§ Requirements
Retype only what runs from the line that contains "the concrete pillar" through the last line of the listing below, both lines included.

★ ★ ★ ★ ★

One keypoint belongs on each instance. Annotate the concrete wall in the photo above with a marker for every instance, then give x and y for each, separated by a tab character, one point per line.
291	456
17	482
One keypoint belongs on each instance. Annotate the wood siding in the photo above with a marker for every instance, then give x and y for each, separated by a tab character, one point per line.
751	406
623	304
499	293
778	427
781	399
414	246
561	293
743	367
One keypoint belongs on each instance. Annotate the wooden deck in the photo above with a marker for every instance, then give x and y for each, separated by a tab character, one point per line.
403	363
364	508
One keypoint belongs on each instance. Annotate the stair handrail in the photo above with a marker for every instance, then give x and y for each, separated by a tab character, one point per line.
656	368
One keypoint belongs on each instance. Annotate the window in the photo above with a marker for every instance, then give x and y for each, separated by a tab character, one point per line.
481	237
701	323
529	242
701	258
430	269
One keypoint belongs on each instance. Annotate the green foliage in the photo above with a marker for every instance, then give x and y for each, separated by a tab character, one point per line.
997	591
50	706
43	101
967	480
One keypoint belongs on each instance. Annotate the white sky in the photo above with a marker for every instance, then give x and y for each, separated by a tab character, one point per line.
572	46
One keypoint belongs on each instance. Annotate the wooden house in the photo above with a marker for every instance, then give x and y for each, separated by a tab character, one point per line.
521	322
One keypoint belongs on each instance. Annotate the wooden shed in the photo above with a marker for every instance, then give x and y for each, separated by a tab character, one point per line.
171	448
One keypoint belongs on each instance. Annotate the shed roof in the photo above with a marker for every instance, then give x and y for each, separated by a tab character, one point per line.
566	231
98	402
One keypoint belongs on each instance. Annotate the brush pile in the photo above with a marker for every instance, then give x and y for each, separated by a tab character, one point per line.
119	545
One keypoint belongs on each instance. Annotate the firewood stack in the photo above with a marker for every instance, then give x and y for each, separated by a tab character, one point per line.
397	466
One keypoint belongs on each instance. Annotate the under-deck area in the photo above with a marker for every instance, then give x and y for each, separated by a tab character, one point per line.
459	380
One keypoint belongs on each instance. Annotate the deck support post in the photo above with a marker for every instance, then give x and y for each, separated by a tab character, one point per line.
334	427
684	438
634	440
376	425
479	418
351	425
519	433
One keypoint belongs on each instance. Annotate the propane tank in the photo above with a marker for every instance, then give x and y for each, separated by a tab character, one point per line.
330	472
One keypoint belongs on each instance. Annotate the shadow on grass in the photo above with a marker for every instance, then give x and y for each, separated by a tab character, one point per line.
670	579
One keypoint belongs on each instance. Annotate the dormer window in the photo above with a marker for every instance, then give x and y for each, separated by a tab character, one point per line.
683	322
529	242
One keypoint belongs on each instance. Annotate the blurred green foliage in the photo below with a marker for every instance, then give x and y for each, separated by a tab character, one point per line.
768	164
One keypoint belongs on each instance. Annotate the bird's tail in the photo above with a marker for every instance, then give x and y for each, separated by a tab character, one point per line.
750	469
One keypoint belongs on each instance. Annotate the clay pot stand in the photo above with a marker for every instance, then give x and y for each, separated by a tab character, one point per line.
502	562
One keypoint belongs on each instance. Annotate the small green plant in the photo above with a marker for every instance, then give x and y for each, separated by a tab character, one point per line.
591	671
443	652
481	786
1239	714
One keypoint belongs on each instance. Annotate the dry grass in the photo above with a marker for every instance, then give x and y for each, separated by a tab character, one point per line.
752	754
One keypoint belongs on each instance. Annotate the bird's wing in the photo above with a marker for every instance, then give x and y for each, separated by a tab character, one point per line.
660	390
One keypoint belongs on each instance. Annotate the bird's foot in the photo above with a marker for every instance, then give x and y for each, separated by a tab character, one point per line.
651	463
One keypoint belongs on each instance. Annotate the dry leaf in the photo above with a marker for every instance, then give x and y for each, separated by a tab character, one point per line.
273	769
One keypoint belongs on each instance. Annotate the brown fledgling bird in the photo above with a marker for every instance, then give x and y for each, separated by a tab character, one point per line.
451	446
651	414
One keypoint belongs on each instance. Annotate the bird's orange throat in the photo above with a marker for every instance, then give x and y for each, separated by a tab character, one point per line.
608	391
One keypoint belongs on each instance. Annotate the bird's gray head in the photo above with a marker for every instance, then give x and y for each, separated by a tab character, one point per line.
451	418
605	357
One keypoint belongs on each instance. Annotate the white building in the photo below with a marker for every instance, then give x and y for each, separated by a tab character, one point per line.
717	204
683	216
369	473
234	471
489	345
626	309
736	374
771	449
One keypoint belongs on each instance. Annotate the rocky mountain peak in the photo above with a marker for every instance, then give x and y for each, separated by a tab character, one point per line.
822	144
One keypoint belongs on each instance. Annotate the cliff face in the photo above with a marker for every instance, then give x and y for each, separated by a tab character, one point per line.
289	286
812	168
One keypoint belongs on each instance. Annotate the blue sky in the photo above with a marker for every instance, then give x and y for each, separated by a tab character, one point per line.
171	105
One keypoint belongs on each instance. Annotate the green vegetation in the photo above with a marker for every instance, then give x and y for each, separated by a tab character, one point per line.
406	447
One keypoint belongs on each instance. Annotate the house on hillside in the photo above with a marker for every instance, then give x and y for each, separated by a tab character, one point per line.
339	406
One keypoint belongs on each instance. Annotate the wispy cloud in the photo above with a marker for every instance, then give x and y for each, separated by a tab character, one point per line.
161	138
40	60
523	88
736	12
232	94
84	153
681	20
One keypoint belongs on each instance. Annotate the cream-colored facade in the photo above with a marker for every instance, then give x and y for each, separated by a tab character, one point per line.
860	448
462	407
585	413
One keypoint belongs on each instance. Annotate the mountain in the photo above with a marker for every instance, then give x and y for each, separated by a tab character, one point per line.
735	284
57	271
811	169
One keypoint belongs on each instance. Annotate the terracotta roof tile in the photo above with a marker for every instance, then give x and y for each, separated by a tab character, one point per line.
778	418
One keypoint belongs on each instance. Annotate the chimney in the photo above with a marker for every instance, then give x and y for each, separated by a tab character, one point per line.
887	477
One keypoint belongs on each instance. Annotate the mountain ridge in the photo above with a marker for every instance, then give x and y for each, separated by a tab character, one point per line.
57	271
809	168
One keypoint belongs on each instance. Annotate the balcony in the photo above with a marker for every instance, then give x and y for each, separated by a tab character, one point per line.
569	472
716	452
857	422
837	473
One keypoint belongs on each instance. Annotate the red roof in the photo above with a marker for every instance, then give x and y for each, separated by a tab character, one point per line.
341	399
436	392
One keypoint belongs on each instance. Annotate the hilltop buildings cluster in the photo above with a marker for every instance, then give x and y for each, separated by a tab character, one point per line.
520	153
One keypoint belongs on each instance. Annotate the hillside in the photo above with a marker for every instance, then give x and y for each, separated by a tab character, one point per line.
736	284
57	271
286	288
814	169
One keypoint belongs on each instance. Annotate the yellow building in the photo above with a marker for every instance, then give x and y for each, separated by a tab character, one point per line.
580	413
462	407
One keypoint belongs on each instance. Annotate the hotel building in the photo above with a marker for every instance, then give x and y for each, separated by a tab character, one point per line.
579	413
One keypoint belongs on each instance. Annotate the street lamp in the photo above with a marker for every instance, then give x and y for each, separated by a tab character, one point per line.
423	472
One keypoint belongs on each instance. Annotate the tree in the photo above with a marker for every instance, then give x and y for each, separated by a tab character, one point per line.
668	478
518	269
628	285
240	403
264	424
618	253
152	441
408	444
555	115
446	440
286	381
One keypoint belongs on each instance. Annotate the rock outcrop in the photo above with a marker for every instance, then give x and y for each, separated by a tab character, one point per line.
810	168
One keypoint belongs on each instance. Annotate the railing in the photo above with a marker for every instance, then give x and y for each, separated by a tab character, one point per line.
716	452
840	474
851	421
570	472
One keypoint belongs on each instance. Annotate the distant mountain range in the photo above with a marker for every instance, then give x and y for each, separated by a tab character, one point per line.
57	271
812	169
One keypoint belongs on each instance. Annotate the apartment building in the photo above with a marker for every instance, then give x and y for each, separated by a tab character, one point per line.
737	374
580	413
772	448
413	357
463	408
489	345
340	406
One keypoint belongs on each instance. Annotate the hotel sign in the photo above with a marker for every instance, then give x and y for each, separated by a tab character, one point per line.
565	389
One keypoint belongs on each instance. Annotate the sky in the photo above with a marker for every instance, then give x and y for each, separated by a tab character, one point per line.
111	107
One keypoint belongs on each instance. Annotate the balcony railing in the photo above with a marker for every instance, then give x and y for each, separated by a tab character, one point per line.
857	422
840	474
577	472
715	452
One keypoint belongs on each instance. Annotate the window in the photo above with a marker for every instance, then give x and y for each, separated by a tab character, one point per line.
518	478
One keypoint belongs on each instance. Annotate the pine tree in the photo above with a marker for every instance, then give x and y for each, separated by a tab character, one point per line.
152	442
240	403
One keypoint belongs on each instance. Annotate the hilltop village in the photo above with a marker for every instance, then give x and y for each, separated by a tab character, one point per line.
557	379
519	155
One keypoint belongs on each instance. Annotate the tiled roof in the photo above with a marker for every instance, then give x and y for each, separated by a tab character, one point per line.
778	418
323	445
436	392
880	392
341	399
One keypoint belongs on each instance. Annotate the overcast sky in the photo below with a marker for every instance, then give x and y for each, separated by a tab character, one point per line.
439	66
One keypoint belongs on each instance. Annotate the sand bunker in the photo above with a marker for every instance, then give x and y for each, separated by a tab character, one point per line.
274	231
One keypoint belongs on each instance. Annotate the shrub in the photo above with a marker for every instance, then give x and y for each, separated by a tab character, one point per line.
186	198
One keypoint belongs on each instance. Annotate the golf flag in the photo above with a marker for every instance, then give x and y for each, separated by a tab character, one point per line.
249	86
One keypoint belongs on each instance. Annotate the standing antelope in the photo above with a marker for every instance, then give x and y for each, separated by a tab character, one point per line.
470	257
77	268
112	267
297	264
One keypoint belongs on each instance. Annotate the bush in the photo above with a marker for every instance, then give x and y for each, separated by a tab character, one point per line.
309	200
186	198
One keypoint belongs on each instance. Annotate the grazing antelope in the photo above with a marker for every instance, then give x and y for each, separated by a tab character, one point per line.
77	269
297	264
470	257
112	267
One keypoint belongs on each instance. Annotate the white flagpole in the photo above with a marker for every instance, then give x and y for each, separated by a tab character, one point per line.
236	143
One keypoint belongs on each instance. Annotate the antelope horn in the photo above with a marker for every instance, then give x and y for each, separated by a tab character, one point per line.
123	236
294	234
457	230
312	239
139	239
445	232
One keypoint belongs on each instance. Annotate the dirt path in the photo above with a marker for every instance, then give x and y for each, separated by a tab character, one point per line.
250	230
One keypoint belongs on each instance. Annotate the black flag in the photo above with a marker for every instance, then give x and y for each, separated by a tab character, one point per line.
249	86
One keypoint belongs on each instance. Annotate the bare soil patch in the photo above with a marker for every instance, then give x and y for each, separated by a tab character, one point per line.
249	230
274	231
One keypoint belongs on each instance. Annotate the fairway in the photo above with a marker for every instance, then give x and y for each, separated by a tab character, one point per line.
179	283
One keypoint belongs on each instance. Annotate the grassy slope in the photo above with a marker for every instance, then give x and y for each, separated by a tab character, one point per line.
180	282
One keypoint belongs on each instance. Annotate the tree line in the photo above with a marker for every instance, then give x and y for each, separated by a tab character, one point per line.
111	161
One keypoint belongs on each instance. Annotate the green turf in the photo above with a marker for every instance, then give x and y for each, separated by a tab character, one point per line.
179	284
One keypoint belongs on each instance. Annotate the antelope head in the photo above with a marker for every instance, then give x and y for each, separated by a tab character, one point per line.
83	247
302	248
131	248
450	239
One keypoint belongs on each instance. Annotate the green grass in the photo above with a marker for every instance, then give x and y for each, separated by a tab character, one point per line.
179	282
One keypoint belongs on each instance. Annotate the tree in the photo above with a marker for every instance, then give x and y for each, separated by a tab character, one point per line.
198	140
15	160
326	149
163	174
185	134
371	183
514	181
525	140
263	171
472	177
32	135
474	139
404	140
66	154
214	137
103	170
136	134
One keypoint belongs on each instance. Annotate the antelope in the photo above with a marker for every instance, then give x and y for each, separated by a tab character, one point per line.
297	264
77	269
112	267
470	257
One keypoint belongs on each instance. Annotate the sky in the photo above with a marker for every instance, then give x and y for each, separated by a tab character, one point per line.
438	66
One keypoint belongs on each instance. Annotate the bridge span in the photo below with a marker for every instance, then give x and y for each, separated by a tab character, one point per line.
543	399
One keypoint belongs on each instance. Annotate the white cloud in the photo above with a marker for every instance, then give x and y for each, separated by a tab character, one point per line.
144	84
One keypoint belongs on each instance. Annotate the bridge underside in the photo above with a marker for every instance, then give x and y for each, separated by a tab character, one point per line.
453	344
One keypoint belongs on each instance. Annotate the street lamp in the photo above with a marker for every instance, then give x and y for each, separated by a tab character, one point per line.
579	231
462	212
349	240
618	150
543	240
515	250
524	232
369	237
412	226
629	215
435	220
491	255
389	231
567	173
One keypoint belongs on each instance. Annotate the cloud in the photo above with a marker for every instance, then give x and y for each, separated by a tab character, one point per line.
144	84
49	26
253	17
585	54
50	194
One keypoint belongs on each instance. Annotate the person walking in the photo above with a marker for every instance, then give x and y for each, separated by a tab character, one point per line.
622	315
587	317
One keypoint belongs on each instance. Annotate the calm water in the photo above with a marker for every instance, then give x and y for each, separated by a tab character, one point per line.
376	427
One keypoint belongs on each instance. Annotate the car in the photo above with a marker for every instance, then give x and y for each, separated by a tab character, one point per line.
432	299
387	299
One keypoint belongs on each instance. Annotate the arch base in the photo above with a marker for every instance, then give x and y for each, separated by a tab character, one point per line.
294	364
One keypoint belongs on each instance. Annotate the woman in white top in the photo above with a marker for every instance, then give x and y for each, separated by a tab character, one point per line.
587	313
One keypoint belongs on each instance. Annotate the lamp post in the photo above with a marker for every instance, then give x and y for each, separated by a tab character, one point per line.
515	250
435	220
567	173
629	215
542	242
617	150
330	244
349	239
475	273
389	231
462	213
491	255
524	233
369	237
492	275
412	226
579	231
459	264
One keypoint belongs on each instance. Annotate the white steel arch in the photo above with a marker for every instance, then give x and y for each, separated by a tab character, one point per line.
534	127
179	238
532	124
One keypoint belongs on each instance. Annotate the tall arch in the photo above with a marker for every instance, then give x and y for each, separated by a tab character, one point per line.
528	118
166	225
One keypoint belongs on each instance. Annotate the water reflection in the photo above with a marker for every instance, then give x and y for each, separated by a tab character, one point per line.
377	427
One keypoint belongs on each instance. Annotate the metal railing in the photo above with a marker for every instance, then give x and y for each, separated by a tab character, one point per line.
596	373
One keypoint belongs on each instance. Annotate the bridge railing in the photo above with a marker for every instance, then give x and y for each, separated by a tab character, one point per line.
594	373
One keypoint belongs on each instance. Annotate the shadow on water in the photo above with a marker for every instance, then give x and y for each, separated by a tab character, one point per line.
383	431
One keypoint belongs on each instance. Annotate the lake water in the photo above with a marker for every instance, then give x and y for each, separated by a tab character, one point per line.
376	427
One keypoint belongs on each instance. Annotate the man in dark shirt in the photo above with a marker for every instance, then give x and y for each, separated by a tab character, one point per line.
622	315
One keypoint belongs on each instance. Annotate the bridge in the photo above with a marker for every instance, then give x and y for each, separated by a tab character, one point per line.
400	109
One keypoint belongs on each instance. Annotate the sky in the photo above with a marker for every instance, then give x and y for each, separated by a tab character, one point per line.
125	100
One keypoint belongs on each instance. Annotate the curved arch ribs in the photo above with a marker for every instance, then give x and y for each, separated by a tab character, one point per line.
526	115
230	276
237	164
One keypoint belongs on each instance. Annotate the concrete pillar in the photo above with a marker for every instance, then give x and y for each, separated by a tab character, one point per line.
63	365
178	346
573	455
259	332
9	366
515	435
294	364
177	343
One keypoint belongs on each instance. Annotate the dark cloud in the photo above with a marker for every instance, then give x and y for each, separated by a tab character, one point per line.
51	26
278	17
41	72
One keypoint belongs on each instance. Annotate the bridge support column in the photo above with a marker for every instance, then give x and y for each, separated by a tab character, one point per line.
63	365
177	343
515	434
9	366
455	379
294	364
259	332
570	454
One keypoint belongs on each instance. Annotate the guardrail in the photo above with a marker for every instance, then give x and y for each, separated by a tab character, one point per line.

★ ★ ★ ★ ★

§ Complete output
One keypoint belongs on each instance. Annotate the concrete pillar in the photo above with a marker for every instance, then give x and y for each, separated by a tab character, one point per line.
63	365
178	346
573	455
259	332
9	366
515	435
294	364
177	343
One keypoint belongs on each instance. Annotate the dark cloud in the photo above with a marker for every instance, then give x and y for each, separated by a tab character, one point per line.
51	26
278	17
41	72
One keypoint belongs on each instance. Annotate the bridge support column in the photo above with a marker for every instance, then give x and y for each, separated by a tab character, one point per line.
63	365
177	343
515	434
9	366
455	379
294	364
259	332
570	454
One keypoint belongs on each instance. Annotate the guardrail in the photo above with a marker for every instance, then give x and y for each, separated by a tab character, one point per line.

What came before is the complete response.